_Task requirements_
Extract each line of the items below that contains the string "above". Only case-sensitive matches count.

— Start Record list —

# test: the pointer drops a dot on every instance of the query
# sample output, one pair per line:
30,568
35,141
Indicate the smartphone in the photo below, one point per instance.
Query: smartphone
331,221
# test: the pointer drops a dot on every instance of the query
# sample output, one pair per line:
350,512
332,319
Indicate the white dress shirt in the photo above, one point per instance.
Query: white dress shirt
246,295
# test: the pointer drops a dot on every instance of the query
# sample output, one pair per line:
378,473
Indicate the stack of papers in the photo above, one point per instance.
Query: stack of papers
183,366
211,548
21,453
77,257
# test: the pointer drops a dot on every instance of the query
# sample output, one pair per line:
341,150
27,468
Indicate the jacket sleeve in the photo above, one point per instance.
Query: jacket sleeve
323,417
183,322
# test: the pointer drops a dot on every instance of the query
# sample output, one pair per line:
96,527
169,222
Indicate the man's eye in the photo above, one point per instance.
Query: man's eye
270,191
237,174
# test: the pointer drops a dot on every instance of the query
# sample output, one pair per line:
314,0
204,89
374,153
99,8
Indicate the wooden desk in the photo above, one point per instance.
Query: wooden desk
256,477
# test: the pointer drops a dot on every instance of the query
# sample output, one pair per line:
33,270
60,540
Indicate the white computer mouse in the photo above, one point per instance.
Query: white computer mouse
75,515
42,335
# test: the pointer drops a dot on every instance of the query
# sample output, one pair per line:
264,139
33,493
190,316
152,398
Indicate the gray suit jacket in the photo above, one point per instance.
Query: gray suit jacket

— End Record list —
— Start Record list —

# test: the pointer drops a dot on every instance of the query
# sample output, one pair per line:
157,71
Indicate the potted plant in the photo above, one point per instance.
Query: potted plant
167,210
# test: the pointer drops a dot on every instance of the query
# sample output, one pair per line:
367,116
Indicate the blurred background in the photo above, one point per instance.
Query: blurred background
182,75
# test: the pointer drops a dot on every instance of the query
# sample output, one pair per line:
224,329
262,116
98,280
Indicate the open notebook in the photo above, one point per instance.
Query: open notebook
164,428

— End Record list —

_Solved problem_
Indicate the white dress shirt in the photo above, one point per instance.
Indicate the stack of papers in the photo above, one point per instance.
Indicate the jacket sleeve in the photo above, one point per instance.
Indicate the man's eye in the photo above, one point per instance.
Indicate the wooden desk in the photo above, one point per instance.
Indicate the white computer mouse in the photo above, one point per instance.
Indicate the gray suit jacket in the photo above, one point per instance.
Indicate the potted plant in the photo above, one point per instance.
Indicate the blurred background in the photo above, one point per instance.
Indicate the open notebook in the photo above, one point per instance.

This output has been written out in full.